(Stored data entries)
=======
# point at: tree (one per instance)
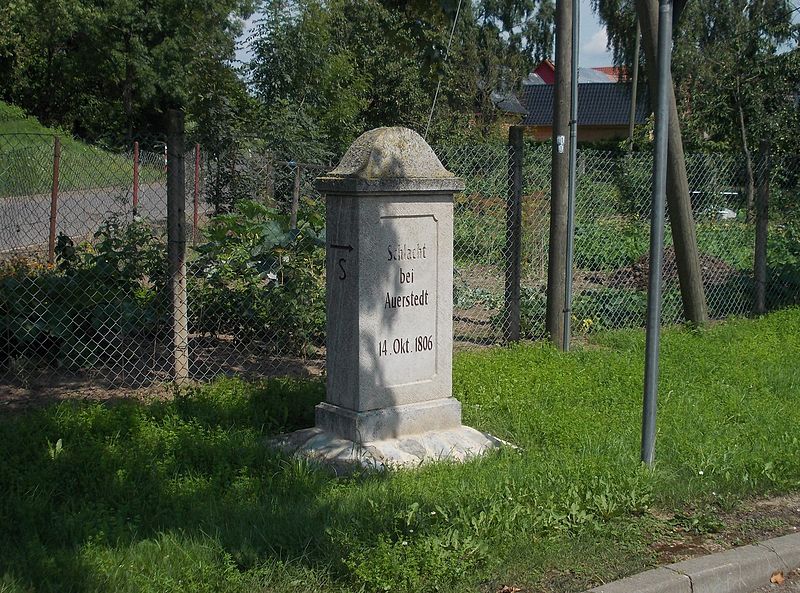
(740, 84)
(107, 68)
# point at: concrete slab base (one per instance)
(457, 444)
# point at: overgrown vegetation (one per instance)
(182, 495)
(26, 153)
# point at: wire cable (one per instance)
(439, 84)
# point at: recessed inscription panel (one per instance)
(406, 293)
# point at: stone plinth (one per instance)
(389, 309)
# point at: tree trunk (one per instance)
(678, 204)
(750, 188)
(556, 263)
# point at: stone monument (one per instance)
(389, 275)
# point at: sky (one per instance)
(592, 50)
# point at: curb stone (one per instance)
(739, 570)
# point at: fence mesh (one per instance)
(85, 301)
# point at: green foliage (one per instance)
(182, 495)
(104, 70)
(784, 264)
(67, 315)
(261, 278)
(610, 243)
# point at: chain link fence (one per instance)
(84, 281)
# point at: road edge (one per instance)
(738, 570)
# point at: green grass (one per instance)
(26, 159)
(182, 495)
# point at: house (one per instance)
(545, 73)
(603, 111)
(604, 103)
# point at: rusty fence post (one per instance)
(513, 250)
(135, 177)
(51, 244)
(176, 245)
(295, 196)
(196, 204)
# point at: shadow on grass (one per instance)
(83, 474)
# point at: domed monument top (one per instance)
(390, 159)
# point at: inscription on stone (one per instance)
(407, 299)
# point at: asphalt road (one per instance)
(25, 220)
(791, 584)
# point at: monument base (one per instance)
(391, 422)
(343, 455)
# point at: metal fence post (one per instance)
(196, 200)
(270, 172)
(135, 177)
(176, 244)
(762, 220)
(513, 249)
(295, 197)
(51, 244)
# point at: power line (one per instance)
(446, 55)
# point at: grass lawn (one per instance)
(180, 495)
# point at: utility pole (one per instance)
(556, 268)
(678, 203)
(634, 87)
(663, 80)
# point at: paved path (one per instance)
(747, 569)
(791, 584)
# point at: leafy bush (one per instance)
(608, 244)
(783, 260)
(260, 279)
(68, 314)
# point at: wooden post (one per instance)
(513, 251)
(135, 177)
(196, 201)
(270, 170)
(176, 244)
(762, 218)
(295, 197)
(51, 244)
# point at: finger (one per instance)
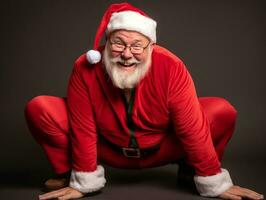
(244, 192)
(251, 191)
(66, 196)
(227, 195)
(53, 194)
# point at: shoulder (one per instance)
(165, 55)
(166, 60)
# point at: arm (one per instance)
(86, 176)
(193, 130)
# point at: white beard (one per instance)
(124, 79)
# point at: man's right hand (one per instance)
(62, 194)
(236, 193)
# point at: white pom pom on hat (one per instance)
(122, 16)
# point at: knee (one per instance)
(34, 109)
(225, 112)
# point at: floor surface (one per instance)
(156, 183)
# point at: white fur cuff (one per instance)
(213, 186)
(86, 182)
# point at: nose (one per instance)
(126, 54)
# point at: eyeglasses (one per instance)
(120, 47)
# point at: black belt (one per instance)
(130, 152)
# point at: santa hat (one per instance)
(122, 16)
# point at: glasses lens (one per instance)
(118, 47)
(136, 50)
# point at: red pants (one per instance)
(47, 119)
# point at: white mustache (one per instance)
(124, 62)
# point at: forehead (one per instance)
(129, 36)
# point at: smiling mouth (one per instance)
(126, 65)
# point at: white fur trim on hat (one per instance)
(93, 56)
(86, 182)
(133, 21)
(213, 186)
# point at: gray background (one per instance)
(221, 42)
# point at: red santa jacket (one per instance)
(164, 98)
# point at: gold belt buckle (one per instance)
(131, 152)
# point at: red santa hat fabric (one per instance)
(122, 16)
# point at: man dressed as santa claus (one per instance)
(132, 104)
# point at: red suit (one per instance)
(166, 111)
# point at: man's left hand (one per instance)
(62, 194)
(236, 192)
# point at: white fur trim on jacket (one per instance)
(133, 21)
(213, 186)
(86, 182)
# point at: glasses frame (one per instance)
(126, 46)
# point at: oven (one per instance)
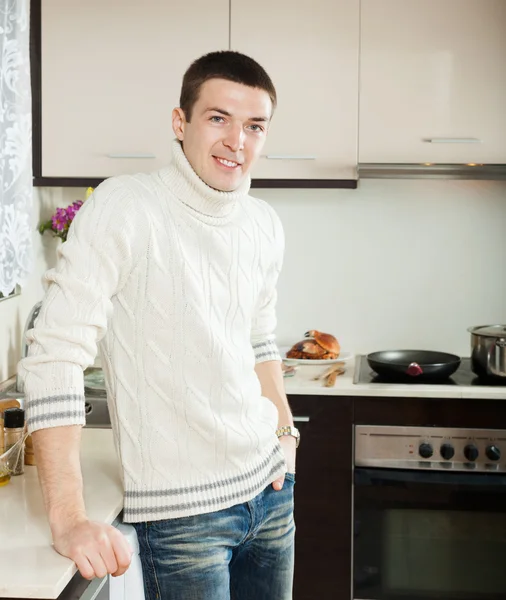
(429, 513)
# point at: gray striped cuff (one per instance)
(265, 351)
(55, 411)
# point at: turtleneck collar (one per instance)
(208, 203)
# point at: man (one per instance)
(174, 274)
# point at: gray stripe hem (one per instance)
(262, 344)
(69, 398)
(274, 353)
(74, 415)
(202, 504)
(205, 487)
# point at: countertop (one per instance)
(302, 383)
(29, 566)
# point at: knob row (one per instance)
(471, 452)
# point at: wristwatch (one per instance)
(289, 430)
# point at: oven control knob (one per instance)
(493, 452)
(471, 452)
(447, 451)
(425, 450)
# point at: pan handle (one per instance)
(414, 369)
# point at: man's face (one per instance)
(227, 132)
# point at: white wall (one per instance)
(14, 311)
(396, 263)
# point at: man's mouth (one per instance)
(230, 164)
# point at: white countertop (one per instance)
(29, 566)
(302, 383)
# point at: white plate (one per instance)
(308, 361)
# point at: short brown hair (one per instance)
(225, 64)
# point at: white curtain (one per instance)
(15, 145)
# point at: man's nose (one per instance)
(235, 138)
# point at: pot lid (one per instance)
(489, 330)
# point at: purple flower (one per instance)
(60, 219)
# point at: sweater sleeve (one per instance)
(264, 320)
(103, 244)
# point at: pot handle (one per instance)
(492, 358)
(414, 369)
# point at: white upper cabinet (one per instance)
(310, 50)
(433, 81)
(111, 75)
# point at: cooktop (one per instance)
(464, 376)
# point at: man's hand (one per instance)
(96, 548)
(288, 444)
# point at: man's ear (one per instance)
(178, 123)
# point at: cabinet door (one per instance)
(323, 497)
(310, 50)
(433, 70)
(111, 75)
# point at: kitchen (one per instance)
(396, 262)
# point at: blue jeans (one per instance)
(245, 552)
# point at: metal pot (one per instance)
(488, 350)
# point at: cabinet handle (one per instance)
(289, 157)
(453, 141)
(301, 419)
(130, 155)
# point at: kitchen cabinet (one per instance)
(111, 74)
(310, 50)
(323, 496)
(106, 75)
(433, 81)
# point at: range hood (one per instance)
(431, 171)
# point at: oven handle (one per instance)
=======
> WHAT TO WORK ON:
Output the entries above exactly. Do not include the pictures.

> REPLY TO THE EXERCISE:
# point at: tree (one per instance)
(740, 84)
(107, 68)
# point at: concrete slab base (one per instance)
(457, 444)
# point at: overgrown vegetation (one per instance)
(182, 495)
(26, 153)
# point at: wire cable (one per instance)
(439, 84)
# point at: recessed inscription panel (one per instance)
(406, 293)
# point at: stone plinth (one per instance)
(389, 309)
# point at: tree trunk (one per instance)
(678, 204)
(750, 188)
(556, 263)
# point at: stone monument (one per instance)
(389, 275)
# point at: sky (one per instance)
(592, 50)
# point at: curb stone (one per instance)
(739, 570)
# point at: fence mesh (one per instance)
(85, 301)
# point at: green foliage (one per instance)
(182, 495)
(104, 70)
(784, 264)
(67, 315)
(261, 278)
(610, 243)
# point at: chain link fence (one per instance)
(84, 281)
# point at: road edge (one per instance)
(738, 570)
# point at: green grass (one per instance)
(26, 159)
(182, 495)
# point at: house (one per instance)
(545, 73)
(603, 111)
(604, 103)
# point at: rusty fence post (one per instance)
(513, 250)
(135, 177)
(51, 244)
(176, 245)
(295, 196)
(196, 204)
# point at: shadow on grass (one per instance)
(83, 474)
# point at: domed monument top (one per instance)
(390, 159)
# point at: inscription on stone (one per instance)
(407, 299)
# point at: asphalt road (one per instance)
(25, 220)
(791, 584)
# point at: monument base (one per instance)
(391, 422)
(343, 455)
# point at: metal fence post (one per instance)
(196, 200)
(270, 172)
(135, 177)
(176, 244)
(762, 220)
(513, 249)
(295, 197)
(51, 244)
# point at: power line (one per instance)
(446, 55)
# point at: grass lawn (one per instance)
(180, 495)
# point at: utility pole (one per instance)
(556, 268)
(678, 203)
(634, 87)
(663, 80)
# point at: paved path (one per instance)
(747, 569)
(791, 584)
# point at: leafy bush (one per instance)
(608, 244)
(783, 260)
(260, 279)
(68, 314)
# point at: wooden post (one per instance)
(513, 251)
(135, 177)
(196, 201)
(270, 170)
(176, 244)
(762, 218)
(295, 197)
(51, 244)
# point at: finger (one per instance)
(244, 192)
(251, 191)
(66, 196)
(227, 195)
(53, 194)
# point at: shoulder (one per instance)
(165, 55)
(166, 60)
# point at: arm (one per instance)
(86, 176)
(193, 130)
# point at: white beard (one per instance)
(124, 79)
# point at: man's right hand (one per instance)
(62, 194)
(236, 193)
# point at: white pom pom on hat (one per instance)
(122, 16)
# point at: knee (one per instance)
(34, 109)
(225, 112)
# point at: floor surface (one per instance)
(156, 183)
# point at: white fur cuff (one per instance)
(213, 186)
(86, 182)
# point at: nose (one per instance)
(126, 54)
# point at: eyeglasses (one per instance)
(120, 47)
# point at: black belt (one per instance)
(130, 152)
# point at: santa hat (one per instance)
(122, 16)
# point at: glasses lens (one per instance)
(118, 47)
(136, 50)
# point at: red pants (one per instance)
(47, 119)
# point at: white mustache (one per instance)
(124, 62)
# point at: forehead (one per instance)
(129, 36)
# point at: smiling mouth (one per instance)
(126, 65)
# point at: white fur trim on hat (one per instance)
(93, 56)
(86, 182)
(133, 21)
(213, 186)
# point at: gray background (one per instance)
(221, 42)
# point at: red santa jacket (one per instance)
(164, 98)
# point at: gold belt buckle (one per instance)
(131, 152)
# point at: red santa hat fabric (one per instance)
(122, 16)
# point at: man dressed as santa claus (one per instance)
(132, 104)
# point at: red suit (one per instance)
(166, 111)
# point at: man's left hand (one per instance)
(62, 194)
(236, 192)
# point at: white fur trim on jacket (one per instance)
(133, 21)
(213, 186)
(86, 182)
# point at: glasses frame (one per instance)
(126, 46)
# point at: oven (one per instance)
(429, 513)
# point at: gray striped cuff (one per instance)
(265, 351)
(55, 411)
# point at: turtleneck collar (one per instance)
(208, 203)
# point at: man (one per instance)
(174, 274)
# point at: gray stripe hem (one per instance)
(262, 344)
(69, 398)
(274, 353)
(74, 415)
(202, 504)
(205, 487)
# point at: countertop (one per instance)
(302, 383)
(29, 566)
# point at: knob row (one per instance)
(471, 452)
# point at: wristwatch (one per instance)
(289, 430)
# point at: oven control knob (one per instance)
(493, 452)
(471, 452)
(447, 451)
(425, 450)
# point at: pan handle (one per instance)
(414, 369)
# point at: man's face (one per instance)
(227, 132)
# point at: white wall (one per instance)
(14, 311)
(396, 263)
# point at: man's mouth (one per instance)
(230, 164)
# point at: white countertop (one per instance)
(29, 566)
(302, 383)
# point at: white plate (one per instance)
(308, 361)
# point at: short brown hair (one per instance)
(225, 64)
# point at: white curtain (one per instance)
(15, 145)
# point at: man's nose (one per instance)
(235, 138)
# point at: pot lid (one per instance)
(489, 330)
# point at: purple flower (one per instance)
(60, 219)
# point at: sweater sleeve (one per instance)
(264, 320)
(103, 244)
# point at: pot handle (one per instance)
(492, 358)
(414, 369)
# point at: white upper cabinet (one per instance)
(310, 50)
(433, 81)
(111, 75)
# point at: cooktop (one per instance)
(464, 376)
# point at: man's hand (one per instance)
(96, 548)
(288, 444)
# point at: man's ear (one per instance)
(178, 123)
# point at: cabinet door (one per instance)
(323, 497)
(310, 50)
(433, 70)
(111, 75)
# point at: kitchen (one per instance)
(396, 262)
# point at: blue jeans (one per instance)
(245, 552)
# point at: metal pot (one per instance)
(488, 350)
# point at: cabinet handle (one per instance)
(289, 157)
(453, 141)
(301, 419)
(130, 155)
# point at: kitchen cabinet (one per instance)
(111, 74)
(310, 50)
(323, 496)
(106, 75)
(433, 81)
# point at: range hood (one per instance)
(431, 171)
# point at: oven handle (one per instance)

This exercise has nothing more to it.